Amazon’s Prime Day kicks off today, June 23, and the pre-event numbers are a little awkward: brands are walking in with more inventory than last year and still losing more money to empty shelves. Revenue lost to out-of-stock events is up about 24% year over year, according to CommerceIQ, even though on-hand inventory climbed roughly 12% over the same period. More stock, and somehow more lost revenue. That’s the odd part.

What happened

CommerceIQ released its pre-Prime Day analysis on June 18, five days before the event’s June 23–26 run. The headline numbers describe a brand that looks healthier almost everywhere except the one spot that matters most when demand peaks:

  • On-hand inventory up roughly 12% year over year
  • Revenue lost to out-of-stock events up roughly 24% year over year
  • The out-of-stock rate itself held fairly steady, and purchase-order fill rates stayed around 83%
  • Retail media ROAS came in around $5.80, the highest in nearly two years
  • Average conversion hit 29.8% through the first five months of 2026, up about 15% from a year earlier

The losses aren’t spread evenly. They pile up inside each brand’s highest-revenue products, the exact things shoppers go in looking for. A steady stockout rate paired with a sharp jump in lost revenue tells you the gaps are hitting the bestsellers.
________
# SHORT TASK 1:
Answer these questions from the Prime Day passage:
(a) On what date did CommerceIQ release its pre-Prime Day analysis?
(b) What figure did retail media ROAS come in at?
(c) By roughly what percentage did on-hand inventory climb year over year?
# SHORT TASK 2:
Reproduce the Prime Day passage word for word, from "Amazon’s Prime Day" up to and including "the odd part.".

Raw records
________
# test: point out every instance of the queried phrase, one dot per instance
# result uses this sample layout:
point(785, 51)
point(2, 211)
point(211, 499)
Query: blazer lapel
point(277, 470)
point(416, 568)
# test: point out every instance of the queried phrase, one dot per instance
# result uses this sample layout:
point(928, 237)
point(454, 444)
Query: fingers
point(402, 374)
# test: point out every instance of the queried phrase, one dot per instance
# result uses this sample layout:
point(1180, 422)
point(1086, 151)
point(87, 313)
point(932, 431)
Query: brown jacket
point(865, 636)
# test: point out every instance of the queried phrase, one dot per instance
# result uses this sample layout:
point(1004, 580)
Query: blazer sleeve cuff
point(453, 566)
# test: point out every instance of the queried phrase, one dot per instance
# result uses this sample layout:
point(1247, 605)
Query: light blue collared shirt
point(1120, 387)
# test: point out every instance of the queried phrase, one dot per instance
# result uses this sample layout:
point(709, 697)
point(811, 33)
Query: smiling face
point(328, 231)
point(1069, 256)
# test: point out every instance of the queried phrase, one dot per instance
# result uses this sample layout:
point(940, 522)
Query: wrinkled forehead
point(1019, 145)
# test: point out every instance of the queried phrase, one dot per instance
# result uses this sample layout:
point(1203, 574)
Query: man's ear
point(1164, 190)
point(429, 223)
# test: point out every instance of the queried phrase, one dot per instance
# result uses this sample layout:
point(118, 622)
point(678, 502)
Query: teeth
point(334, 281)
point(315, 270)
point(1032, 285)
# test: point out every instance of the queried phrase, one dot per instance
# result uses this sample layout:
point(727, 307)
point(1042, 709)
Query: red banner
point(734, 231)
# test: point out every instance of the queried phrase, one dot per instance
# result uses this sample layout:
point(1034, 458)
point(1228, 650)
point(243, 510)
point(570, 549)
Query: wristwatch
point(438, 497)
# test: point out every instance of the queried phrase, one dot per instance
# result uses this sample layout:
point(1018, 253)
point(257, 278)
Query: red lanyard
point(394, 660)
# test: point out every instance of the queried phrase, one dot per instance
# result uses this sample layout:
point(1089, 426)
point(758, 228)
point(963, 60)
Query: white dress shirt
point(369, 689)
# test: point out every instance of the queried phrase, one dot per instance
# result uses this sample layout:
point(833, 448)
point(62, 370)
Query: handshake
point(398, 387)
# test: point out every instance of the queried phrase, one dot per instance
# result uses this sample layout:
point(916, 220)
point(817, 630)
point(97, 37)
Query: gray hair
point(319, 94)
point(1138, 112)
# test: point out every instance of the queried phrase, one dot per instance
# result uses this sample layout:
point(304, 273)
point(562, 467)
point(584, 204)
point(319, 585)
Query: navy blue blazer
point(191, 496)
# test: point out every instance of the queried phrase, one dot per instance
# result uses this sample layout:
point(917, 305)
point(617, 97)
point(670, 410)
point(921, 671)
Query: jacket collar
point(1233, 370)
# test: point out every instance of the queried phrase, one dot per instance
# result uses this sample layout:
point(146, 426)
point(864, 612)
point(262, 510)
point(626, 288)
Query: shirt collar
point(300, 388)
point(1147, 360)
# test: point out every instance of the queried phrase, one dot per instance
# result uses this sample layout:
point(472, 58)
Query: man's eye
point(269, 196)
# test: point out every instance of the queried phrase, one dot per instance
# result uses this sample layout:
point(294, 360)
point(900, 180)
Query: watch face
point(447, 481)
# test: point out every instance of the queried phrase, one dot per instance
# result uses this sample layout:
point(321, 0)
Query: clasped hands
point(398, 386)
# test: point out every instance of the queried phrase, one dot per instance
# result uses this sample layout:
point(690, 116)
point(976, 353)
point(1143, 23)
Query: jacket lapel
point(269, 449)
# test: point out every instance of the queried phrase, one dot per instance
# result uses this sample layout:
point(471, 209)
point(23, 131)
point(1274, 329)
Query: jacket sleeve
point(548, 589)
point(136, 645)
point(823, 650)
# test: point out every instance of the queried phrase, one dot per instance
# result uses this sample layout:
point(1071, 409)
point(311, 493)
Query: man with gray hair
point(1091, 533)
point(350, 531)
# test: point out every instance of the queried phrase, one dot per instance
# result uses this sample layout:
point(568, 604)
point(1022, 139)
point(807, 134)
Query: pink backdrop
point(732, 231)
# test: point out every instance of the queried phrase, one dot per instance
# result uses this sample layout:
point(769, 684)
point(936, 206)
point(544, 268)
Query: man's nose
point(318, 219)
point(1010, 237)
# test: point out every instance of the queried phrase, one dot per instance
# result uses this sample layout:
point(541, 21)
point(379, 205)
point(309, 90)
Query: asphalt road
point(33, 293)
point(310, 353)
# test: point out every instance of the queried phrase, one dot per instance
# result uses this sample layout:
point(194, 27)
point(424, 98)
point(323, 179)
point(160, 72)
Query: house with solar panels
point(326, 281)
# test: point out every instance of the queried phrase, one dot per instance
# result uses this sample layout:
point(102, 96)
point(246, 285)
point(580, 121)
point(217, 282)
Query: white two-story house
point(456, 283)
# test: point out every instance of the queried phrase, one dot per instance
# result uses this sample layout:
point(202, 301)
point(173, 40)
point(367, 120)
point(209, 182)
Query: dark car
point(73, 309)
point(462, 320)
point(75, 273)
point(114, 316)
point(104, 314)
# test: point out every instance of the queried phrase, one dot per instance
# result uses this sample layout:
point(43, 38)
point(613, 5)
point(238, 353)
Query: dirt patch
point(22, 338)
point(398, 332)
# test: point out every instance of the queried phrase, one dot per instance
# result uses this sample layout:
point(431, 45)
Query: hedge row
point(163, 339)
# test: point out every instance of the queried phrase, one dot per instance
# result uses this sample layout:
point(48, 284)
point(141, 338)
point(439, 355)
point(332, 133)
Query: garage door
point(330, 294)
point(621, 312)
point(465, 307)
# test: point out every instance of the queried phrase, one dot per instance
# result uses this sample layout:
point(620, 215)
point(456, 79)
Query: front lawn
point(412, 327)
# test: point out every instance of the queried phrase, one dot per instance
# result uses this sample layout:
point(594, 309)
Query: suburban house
________
# TASK RESPONSE 1:
(a) June 18
(b) Around $5.80
(c) Roughly 12%

# TASK RESPONSE 2:
Amazon’s Prime Day kicks off today, June 23, and the pre-event numbers are a little awkward: brands are walking in with more inventory than last year and still losing more money to empty shelves. Revenue lost to out-of-stock events is up about 24% year over year, according to CommerceIQ, even though on-hand inventory climbed roughly 12% over the same period. More stock, and somehow more lost revenue. That’s the odd part.